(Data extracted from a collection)
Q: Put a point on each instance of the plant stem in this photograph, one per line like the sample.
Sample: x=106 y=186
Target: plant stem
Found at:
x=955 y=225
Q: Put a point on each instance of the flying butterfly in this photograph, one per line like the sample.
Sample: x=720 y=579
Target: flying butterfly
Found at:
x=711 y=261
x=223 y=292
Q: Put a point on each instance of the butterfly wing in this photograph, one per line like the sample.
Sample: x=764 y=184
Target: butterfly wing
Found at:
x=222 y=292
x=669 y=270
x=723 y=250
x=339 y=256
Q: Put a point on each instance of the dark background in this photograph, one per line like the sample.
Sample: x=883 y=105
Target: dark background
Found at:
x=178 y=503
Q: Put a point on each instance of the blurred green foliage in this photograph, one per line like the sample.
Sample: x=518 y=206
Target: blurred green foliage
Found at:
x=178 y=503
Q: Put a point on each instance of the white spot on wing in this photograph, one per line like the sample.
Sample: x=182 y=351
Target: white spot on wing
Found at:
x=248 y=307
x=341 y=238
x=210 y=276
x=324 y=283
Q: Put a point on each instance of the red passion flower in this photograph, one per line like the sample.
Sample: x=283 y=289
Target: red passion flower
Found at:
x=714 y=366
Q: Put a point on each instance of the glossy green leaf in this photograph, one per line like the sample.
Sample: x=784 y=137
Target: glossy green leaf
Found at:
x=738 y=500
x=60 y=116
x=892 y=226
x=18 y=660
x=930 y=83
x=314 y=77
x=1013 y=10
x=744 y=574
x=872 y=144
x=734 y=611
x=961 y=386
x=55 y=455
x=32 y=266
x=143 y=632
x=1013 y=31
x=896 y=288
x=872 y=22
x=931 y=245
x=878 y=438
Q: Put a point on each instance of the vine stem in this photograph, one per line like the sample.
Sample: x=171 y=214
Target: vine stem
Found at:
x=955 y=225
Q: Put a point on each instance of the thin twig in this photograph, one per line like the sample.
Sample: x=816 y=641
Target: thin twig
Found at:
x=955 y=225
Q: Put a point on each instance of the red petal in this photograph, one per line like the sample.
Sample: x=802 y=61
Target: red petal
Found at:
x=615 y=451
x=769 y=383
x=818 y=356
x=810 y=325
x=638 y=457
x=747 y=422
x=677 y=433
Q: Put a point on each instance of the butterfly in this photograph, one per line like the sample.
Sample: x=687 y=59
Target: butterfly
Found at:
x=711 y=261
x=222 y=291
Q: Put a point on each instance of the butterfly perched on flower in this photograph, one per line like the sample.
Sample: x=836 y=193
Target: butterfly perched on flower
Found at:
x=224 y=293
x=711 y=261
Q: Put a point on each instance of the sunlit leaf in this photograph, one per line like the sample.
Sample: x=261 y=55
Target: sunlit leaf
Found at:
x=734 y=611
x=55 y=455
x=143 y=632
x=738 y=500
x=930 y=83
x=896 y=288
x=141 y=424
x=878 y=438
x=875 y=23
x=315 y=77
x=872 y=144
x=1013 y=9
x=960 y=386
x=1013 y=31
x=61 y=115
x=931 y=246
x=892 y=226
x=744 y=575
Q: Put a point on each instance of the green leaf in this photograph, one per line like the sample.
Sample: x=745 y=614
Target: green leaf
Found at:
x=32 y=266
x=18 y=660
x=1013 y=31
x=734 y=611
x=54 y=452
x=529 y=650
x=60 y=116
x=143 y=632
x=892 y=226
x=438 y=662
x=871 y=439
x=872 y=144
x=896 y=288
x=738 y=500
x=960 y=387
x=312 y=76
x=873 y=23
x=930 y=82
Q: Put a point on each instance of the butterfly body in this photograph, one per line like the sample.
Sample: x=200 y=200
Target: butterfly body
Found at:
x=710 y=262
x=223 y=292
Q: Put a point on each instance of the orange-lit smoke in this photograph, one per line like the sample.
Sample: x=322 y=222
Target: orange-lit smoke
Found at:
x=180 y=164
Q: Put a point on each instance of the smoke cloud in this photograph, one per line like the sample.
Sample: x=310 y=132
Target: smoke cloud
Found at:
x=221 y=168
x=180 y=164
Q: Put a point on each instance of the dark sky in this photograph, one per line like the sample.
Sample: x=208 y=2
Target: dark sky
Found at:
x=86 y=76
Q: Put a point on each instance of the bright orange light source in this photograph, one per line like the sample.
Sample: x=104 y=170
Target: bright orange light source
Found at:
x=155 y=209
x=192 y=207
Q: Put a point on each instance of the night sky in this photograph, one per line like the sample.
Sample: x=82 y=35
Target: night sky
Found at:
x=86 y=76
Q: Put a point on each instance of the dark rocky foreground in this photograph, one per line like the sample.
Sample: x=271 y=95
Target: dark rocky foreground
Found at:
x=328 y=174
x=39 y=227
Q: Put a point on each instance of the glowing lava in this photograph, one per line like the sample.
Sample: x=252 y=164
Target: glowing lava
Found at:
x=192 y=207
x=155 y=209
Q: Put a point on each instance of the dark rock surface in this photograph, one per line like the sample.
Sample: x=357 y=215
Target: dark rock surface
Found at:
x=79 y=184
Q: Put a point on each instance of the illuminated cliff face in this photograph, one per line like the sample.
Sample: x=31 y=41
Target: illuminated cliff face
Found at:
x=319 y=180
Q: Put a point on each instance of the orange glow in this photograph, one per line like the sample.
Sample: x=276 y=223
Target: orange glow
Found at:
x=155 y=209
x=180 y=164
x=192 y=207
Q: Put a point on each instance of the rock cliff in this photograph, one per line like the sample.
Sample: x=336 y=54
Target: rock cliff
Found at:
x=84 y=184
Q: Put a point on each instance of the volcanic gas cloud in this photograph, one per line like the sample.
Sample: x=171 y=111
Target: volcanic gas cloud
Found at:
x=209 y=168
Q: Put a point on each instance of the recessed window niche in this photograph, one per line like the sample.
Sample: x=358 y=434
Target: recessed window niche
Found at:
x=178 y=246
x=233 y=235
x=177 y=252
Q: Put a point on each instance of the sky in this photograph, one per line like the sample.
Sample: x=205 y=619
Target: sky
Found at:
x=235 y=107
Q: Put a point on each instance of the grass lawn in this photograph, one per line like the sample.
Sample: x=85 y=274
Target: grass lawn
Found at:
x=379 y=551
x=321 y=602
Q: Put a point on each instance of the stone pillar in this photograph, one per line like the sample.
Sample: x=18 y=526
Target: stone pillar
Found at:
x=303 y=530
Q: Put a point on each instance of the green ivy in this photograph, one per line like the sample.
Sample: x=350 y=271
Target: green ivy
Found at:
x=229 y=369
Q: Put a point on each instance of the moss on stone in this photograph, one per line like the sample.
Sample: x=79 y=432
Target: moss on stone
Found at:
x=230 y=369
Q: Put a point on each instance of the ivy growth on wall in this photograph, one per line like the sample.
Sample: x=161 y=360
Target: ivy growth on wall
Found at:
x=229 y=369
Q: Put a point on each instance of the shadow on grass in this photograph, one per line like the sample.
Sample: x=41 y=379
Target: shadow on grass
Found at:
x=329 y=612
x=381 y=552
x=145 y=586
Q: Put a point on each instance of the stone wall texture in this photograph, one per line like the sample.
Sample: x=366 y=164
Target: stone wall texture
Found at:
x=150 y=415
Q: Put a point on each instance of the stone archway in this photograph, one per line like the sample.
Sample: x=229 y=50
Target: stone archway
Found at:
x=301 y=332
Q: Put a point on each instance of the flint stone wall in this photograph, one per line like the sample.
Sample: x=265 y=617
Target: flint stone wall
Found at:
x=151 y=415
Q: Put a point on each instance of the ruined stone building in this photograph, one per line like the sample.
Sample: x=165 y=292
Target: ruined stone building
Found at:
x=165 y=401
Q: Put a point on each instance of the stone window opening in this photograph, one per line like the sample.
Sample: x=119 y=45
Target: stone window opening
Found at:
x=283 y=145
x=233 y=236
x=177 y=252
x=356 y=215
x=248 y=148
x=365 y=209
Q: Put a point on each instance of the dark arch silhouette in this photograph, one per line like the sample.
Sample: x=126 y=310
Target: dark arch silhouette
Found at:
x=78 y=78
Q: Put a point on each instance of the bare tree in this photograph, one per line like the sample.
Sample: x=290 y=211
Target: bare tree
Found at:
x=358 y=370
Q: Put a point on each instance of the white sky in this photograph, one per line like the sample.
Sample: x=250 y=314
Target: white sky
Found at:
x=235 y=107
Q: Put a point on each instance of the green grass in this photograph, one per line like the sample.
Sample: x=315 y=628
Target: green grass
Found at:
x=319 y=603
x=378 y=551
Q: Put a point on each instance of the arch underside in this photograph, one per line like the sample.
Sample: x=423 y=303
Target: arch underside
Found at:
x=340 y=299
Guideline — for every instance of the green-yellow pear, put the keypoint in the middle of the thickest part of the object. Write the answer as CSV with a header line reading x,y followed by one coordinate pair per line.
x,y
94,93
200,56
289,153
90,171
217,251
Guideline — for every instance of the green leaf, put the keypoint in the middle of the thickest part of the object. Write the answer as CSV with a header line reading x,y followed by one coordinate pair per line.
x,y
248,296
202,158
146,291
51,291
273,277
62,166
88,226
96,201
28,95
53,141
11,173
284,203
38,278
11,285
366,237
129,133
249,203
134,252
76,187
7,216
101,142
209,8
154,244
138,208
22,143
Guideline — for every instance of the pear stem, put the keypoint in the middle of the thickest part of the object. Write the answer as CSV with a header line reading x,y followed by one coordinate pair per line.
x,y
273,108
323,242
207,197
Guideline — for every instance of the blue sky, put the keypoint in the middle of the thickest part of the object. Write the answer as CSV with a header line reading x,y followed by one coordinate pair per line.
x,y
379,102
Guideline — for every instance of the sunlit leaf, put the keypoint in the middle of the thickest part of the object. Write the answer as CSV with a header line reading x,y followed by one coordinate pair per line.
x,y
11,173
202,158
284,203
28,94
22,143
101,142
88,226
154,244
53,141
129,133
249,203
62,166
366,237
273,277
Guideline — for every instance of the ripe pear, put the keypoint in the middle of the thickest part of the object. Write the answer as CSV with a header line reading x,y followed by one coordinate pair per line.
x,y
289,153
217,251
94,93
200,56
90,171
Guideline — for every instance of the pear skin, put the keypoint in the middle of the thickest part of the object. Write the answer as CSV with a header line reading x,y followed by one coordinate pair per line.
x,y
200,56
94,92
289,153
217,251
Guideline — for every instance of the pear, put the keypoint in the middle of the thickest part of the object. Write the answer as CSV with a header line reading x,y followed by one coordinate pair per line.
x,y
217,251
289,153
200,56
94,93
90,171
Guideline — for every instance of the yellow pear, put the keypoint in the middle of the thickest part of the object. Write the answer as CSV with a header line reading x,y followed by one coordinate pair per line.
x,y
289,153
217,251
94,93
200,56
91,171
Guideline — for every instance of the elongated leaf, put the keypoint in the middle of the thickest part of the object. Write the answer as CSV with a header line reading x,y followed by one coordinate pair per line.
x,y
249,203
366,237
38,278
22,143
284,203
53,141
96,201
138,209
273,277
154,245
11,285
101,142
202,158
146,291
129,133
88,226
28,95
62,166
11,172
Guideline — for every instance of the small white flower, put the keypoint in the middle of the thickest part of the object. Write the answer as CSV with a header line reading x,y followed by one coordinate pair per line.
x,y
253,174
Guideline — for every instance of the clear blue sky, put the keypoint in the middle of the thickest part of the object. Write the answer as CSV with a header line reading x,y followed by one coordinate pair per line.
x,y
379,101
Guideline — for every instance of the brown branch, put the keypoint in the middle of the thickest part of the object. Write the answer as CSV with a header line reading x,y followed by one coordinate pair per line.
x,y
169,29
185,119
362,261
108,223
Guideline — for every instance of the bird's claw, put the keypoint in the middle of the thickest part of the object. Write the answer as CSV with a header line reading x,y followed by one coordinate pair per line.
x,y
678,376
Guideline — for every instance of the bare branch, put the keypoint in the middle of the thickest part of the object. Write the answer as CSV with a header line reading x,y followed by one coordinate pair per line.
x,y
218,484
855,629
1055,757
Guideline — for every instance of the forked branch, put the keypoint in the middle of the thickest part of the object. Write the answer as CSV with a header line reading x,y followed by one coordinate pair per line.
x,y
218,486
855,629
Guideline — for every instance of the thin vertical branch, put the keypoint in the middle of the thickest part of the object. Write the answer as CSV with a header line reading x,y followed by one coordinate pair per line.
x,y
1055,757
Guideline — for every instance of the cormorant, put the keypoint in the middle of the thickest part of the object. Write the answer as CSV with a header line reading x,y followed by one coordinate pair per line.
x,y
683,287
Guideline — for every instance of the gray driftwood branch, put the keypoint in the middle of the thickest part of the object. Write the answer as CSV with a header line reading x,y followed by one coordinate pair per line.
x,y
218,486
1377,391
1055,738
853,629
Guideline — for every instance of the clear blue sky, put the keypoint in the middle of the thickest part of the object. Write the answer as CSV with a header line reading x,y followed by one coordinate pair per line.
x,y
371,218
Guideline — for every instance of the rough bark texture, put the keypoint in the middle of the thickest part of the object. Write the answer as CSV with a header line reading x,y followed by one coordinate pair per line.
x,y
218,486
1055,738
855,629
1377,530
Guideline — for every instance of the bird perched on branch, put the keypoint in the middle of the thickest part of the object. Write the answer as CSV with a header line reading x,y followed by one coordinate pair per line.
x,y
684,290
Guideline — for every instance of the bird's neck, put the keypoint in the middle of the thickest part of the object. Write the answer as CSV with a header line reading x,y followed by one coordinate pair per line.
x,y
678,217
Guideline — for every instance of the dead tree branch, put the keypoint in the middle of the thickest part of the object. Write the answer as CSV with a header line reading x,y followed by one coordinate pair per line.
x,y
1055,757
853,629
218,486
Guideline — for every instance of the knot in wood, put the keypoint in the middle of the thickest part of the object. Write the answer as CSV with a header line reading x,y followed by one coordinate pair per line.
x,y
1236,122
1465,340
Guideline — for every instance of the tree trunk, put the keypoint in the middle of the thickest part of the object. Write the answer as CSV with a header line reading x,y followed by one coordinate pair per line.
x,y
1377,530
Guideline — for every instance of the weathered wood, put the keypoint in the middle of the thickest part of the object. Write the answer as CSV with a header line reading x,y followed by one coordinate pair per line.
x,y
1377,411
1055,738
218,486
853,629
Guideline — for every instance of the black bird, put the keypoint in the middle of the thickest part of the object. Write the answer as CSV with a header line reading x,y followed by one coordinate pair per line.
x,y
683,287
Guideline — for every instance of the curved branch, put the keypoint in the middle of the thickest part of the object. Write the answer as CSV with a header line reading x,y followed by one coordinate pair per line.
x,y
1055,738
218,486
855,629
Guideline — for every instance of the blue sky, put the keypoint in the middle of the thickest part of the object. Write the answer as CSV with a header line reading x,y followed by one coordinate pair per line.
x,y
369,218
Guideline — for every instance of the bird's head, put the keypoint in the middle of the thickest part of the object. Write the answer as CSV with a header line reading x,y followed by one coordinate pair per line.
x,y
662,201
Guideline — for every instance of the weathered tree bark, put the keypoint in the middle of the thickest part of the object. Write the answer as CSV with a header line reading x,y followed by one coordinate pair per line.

Required work => Search the data for "spot" and list every line in which it occurs.

Solution to the problem =>
Q: Put a point on each instance of the white spot on wing in this photograph, one per line like the sample.
Target: white spot on wing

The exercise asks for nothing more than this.